* [WORK REQUIRED]:
Starting at the line that contains "knife block in the workspace image." and stopping after the line that contains "496, 403, 540, 461", rewrite only those entries, requests included. Multiply each bounding-box coordinate in the answers by 0.65 and round to whole numbers, with halves rounded up.

◆ ◆ ◆ ◆ ◆ ◆ ◆

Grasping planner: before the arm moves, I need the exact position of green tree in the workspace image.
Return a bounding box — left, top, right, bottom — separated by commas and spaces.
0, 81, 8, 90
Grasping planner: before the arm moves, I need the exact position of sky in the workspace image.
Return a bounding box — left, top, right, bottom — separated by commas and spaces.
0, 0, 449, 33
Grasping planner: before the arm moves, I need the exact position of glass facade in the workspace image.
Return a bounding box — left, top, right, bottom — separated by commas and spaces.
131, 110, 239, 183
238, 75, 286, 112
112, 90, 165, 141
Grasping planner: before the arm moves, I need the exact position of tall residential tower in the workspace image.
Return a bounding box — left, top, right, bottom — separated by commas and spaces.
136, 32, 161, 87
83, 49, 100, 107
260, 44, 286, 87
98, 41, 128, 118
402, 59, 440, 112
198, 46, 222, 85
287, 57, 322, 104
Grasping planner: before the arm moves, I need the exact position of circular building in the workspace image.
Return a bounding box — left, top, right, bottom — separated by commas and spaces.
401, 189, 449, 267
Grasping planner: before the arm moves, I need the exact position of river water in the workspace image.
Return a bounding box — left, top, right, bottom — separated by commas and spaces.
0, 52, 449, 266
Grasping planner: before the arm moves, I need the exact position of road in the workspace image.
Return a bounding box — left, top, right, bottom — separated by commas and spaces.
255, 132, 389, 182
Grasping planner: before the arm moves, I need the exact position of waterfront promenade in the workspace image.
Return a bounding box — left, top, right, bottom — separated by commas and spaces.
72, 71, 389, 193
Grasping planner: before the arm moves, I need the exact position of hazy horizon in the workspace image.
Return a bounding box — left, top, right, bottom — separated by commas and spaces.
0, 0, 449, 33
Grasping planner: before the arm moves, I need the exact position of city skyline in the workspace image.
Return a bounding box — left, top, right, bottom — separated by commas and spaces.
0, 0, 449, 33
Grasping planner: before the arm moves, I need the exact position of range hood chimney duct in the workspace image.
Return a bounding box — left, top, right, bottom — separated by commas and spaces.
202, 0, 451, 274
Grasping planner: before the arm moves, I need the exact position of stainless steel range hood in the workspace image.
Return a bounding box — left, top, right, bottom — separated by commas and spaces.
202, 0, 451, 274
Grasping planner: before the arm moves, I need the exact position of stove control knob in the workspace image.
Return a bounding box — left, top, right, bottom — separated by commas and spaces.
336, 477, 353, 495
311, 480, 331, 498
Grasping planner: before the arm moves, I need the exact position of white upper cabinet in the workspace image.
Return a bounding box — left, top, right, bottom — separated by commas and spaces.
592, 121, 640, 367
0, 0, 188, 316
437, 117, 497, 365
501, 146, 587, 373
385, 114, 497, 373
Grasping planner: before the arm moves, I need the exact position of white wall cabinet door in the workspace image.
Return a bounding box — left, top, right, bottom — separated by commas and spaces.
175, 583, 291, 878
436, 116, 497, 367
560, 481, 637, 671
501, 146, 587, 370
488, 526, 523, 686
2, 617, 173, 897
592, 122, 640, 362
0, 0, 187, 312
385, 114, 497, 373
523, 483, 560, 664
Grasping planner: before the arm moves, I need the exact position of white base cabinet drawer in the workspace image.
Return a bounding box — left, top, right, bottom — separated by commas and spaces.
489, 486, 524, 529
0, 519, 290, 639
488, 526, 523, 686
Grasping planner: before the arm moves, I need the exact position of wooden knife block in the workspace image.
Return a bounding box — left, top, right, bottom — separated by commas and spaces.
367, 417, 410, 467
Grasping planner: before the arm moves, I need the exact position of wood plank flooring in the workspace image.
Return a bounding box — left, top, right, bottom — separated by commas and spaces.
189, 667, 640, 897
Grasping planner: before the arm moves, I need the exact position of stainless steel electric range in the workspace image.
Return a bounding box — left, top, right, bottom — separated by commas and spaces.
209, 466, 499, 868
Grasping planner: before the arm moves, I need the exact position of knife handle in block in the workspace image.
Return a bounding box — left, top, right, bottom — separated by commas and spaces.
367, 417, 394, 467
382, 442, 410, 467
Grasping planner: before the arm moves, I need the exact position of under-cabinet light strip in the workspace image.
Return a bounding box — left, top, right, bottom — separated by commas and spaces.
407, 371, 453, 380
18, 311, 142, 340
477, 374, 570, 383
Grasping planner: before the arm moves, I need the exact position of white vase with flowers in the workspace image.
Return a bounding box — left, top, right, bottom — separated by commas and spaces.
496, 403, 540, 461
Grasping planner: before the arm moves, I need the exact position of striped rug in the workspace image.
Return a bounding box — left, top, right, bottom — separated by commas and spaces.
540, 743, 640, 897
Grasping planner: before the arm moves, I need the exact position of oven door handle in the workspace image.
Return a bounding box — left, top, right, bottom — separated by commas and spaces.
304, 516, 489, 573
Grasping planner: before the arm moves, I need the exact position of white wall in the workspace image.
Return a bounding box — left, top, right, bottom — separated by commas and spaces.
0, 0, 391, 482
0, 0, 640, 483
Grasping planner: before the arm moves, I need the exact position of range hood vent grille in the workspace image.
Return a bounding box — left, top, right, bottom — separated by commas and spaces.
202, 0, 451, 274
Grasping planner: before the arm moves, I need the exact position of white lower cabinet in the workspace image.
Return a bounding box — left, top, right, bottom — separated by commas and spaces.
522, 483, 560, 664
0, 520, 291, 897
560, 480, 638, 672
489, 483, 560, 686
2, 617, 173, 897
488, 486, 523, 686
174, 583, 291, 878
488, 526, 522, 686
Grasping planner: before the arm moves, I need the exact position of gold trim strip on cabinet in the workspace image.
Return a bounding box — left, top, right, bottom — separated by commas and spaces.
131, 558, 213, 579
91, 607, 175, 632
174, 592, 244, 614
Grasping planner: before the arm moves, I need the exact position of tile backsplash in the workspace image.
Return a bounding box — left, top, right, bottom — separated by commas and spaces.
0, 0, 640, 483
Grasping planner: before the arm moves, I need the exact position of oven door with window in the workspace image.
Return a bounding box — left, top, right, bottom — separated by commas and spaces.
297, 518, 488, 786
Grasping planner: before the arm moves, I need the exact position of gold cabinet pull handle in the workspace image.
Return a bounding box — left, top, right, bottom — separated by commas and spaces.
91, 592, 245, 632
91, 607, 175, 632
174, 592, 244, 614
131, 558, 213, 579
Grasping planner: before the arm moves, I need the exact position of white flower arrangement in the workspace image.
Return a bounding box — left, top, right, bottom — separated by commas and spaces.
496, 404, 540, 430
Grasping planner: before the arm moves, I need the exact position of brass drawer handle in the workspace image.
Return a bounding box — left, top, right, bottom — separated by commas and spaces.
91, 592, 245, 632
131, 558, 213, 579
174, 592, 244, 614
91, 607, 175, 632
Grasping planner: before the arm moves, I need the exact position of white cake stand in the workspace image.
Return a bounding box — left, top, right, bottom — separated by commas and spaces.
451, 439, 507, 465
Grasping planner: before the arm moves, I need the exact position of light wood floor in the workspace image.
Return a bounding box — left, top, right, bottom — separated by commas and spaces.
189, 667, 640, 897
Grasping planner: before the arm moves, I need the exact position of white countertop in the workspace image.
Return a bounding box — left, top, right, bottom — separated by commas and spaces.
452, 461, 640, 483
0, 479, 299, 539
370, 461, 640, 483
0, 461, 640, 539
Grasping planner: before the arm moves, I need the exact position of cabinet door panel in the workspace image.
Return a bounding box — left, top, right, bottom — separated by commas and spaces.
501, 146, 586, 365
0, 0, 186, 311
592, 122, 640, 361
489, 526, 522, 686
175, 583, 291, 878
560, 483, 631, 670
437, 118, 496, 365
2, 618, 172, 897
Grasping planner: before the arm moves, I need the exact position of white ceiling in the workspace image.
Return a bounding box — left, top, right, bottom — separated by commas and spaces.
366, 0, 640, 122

◆ ◆ ◆ ◆ ◆ ◆ ◆

* [WRITTEN RESPONSE]:
Grasping planner: before the arm moves, I need the exact position of wooden knife block in the workspace image.
Return a bounding box — left, top, right, bottom — separated by commas and spaces.
239, 271, 267, 304
Grasping planner: before the arm moves, I need the exact position of wood plank flooring in the workspace image.
Return a bounding box — left, top, right, bottom — separated by commas and spaces.
123, 434, 416, 583
Grasping planner: before the arm moves, I need the exact position of stainless steel electric range in the workspace image.
Return a bounding box — left, top, right, bottom — separated by commas and spaces.
136, 303, 324, 564
Grasping planner: before the arm moves, I need the exact position of knife handle in block in the workspace image.
Return a bounding box — left, top, right, bottom — separated by commas and spaces.
239, 271, 256, 304
248, 287, 267, 304
Grasping planner: before the arm moves, I need the exact position of under-cabinet light strip in the workspace image.
Return a bounding box — left, top, right, bottom — separated by commas and spaces.
265, 241, 294, 247
12, 202, 92, 221
310, 243, 371, 249
Grasping planner: before the arm moves, I need the exact position of white vase with flowers in the workspace image.
Return a bounding box — left, top, right, bottom — separated by commas and spaces.
322, 262, 351, 300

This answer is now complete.